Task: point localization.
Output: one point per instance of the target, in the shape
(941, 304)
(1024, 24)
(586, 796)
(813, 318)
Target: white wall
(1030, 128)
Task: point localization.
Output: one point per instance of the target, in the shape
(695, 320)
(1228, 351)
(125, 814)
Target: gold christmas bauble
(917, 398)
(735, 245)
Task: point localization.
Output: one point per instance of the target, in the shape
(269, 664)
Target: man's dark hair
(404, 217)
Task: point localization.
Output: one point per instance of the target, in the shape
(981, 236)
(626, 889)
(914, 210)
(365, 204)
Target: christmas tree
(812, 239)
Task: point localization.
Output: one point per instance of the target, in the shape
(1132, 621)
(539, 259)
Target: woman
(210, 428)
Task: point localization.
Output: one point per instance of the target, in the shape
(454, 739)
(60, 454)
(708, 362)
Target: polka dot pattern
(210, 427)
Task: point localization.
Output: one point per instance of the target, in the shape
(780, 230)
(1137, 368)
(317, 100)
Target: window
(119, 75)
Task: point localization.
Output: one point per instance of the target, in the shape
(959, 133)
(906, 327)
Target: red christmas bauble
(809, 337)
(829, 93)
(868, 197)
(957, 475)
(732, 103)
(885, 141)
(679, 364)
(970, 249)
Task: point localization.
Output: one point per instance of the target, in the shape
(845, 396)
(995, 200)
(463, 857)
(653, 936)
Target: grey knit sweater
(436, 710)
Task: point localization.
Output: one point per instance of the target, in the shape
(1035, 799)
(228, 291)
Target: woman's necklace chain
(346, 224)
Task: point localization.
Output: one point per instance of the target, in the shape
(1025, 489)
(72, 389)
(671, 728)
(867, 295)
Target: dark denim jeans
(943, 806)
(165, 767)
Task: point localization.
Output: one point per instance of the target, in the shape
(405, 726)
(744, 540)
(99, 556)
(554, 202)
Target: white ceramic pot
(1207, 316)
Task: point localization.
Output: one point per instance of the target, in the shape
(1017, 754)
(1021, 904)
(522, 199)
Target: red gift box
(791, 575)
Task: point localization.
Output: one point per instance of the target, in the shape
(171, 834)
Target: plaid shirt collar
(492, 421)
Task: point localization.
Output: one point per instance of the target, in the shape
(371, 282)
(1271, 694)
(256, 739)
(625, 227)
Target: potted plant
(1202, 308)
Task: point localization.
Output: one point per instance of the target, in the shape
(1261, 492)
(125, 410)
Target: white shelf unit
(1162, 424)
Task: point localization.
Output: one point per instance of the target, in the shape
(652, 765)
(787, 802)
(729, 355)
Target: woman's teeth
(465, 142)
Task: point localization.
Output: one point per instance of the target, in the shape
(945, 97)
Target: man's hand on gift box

-------------------------

_Activity_
All that is wanted is the set of lines from the one with "Target: woman's teeth" through the last line of the entries, both included, output exactly.

_Exercise result_
Target: woman's teeth
(465, 142)
Task: point localization.
Output: one point per instance of the target, in the shape
(945, 97)
Target: man's hand on gift box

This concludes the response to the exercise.